## PROBLEM DETAILS
Search the entries for the word "yellow". Copy each line in which it is found.

Collection entries

□ □ □ □ □

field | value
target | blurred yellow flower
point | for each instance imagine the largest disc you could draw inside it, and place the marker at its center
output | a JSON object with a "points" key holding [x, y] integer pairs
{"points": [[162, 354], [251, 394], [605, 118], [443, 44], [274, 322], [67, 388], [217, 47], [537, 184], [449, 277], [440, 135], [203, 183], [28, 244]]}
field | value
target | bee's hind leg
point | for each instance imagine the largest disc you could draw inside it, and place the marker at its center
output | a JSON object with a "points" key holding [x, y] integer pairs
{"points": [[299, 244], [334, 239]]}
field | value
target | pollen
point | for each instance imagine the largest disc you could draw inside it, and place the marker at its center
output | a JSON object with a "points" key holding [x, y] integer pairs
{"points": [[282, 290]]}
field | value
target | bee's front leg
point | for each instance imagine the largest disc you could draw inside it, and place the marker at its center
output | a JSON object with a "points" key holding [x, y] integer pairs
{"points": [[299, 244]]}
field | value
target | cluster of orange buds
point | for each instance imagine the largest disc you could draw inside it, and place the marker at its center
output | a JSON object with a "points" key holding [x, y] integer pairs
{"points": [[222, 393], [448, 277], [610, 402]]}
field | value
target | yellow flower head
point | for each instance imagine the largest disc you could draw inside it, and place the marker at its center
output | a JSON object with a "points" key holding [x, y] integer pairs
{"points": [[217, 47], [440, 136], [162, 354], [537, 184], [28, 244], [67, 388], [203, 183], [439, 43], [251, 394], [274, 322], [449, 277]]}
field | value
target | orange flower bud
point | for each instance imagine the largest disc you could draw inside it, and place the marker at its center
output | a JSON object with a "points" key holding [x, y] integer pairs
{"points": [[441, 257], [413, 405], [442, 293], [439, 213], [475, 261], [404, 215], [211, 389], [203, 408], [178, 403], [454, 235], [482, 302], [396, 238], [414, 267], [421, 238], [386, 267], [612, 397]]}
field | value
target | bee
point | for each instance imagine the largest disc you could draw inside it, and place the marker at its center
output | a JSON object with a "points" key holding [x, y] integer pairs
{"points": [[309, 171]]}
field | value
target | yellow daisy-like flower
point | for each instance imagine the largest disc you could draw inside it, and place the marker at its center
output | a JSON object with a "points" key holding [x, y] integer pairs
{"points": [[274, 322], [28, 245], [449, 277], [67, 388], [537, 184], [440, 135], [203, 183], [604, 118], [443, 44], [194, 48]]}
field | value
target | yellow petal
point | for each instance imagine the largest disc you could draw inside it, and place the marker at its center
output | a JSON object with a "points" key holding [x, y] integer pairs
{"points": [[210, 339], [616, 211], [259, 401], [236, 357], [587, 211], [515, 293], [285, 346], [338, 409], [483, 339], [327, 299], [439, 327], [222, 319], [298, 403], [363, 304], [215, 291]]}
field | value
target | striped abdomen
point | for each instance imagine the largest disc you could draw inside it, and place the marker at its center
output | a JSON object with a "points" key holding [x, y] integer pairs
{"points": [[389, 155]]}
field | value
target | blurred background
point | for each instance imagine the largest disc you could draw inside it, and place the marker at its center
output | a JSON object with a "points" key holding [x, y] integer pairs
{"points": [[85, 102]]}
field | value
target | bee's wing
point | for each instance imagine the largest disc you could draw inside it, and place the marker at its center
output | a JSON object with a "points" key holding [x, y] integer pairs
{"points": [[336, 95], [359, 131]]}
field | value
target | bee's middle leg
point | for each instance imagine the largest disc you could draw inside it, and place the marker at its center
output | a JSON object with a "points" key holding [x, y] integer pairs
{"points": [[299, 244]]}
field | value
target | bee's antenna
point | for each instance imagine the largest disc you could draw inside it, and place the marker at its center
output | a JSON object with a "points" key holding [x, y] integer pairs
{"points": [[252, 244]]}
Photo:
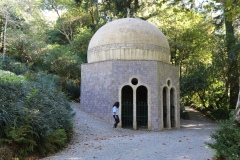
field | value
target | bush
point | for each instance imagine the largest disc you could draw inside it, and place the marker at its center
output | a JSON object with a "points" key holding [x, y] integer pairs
{"points": [[226, 140], [5, 153], [35, 115], [13, 66]]}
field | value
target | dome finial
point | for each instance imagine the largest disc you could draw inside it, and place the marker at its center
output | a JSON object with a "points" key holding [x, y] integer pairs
{"points": [[128, 14]]}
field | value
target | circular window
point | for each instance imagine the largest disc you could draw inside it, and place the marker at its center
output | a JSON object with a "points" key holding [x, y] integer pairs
{"points": [[134, 81], [169, 82]]}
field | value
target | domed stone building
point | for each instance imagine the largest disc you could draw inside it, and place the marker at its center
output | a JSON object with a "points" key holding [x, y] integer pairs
{"points": [[129, 62]]}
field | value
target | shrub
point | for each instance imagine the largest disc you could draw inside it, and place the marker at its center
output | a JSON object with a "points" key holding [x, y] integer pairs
{"points": [[226, 140], [35, 115], [5, 152]]}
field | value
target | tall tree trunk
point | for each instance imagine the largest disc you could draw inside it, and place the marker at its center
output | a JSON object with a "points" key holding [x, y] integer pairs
{"points": [[5, 36], [232, 57]]}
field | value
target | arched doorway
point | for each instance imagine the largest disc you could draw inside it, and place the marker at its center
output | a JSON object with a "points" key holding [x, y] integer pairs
{"points": [[164, 99], [172, 105], [127, 107], [142, 107]]}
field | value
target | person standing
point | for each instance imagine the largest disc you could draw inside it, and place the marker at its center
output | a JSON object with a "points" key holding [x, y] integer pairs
{"points": [[115, 114]]}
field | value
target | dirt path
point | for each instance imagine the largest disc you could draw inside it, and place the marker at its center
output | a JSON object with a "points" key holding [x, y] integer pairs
{"points": [[95, 139]]}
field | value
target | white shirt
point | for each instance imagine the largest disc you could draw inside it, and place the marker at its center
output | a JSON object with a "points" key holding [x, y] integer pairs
{"points": [[115, 110]]}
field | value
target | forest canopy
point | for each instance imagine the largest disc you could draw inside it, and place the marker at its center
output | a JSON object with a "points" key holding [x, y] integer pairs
{"points": [[51, 37]]}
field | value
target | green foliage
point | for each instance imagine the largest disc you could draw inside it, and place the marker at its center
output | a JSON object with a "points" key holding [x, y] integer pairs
{"points": [[13, 66], [34, 114], [5, 152], [226, 139]]}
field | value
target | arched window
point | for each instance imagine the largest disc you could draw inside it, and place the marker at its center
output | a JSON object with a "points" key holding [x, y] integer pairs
{"points": [[127, 107]]}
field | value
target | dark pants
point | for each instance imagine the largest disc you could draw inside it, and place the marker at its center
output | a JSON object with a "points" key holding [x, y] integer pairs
{"points": [[116, 121]]}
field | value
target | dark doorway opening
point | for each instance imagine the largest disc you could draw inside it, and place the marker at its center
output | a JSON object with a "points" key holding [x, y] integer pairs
{"points": [[127, 107], [164, 107], [142, 107]]}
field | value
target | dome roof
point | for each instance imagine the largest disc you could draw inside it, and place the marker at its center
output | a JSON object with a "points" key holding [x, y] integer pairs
{"points": [[128, 39]]}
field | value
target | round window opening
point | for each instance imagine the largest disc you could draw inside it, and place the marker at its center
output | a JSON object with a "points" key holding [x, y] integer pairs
{"points": [[134, 81]]}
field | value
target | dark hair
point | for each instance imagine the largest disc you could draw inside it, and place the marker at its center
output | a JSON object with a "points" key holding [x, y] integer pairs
{"points": [[116, 104]]}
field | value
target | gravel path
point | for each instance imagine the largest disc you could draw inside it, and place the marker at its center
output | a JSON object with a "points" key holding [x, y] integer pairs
{"points": [[95, 139]]}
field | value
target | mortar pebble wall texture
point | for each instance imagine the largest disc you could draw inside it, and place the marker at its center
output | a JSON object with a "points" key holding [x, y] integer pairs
{"points": [[102, 81]]}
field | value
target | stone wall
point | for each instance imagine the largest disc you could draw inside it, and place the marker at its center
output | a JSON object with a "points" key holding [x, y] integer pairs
{"points": [[102, 82]]}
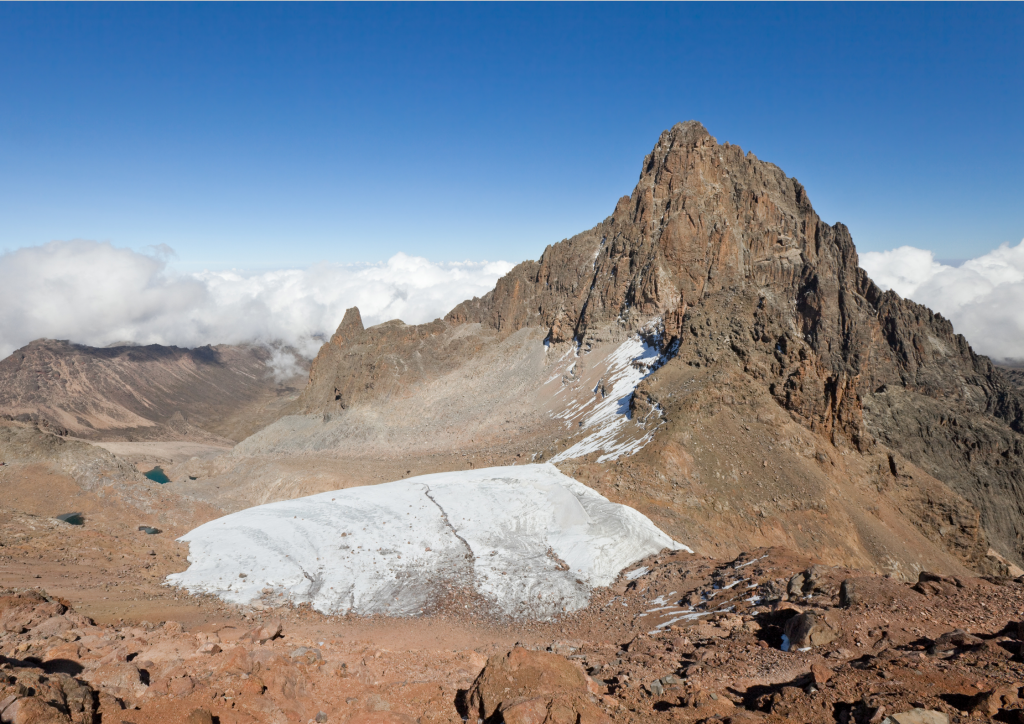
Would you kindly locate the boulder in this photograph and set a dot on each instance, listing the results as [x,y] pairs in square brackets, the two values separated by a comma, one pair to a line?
[32,710]
[525,686]
[918,716]
[848,594]
[955,639]
[122,680]
[265,633]
[809,629]
[199,716]
[379,718]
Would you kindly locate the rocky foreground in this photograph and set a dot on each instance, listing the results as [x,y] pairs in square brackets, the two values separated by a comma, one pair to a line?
[681,638]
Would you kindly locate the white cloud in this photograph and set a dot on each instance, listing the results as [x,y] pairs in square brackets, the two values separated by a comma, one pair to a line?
[983,297]
[98,294]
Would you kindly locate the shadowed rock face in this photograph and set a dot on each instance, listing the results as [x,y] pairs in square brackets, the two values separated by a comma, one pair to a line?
[773,320]
[142,392]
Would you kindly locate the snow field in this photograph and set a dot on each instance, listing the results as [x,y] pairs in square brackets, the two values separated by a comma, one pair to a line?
[529,540]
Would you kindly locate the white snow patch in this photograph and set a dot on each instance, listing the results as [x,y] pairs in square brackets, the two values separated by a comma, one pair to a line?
[637,572]
[507,533]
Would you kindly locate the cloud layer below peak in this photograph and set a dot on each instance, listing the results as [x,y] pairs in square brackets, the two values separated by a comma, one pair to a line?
[97,294]
[983,297]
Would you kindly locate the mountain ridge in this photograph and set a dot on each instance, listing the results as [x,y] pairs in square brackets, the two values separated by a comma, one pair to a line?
[726,254]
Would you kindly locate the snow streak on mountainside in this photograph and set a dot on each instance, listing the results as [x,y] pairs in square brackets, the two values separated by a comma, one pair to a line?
[527,539]
[605,413]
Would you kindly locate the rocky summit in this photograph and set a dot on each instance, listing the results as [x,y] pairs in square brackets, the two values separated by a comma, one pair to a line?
[691,465]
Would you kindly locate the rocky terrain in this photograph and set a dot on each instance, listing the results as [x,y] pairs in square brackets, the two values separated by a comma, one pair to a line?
[779,397]
[209,394]
[767,637]
[844,467]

□ □ □ □ □

## WRITTEN SOLUTION
target | blurred yellow flower
target | yellow flower head
target | yellow daisy-like flower
target | yellow petal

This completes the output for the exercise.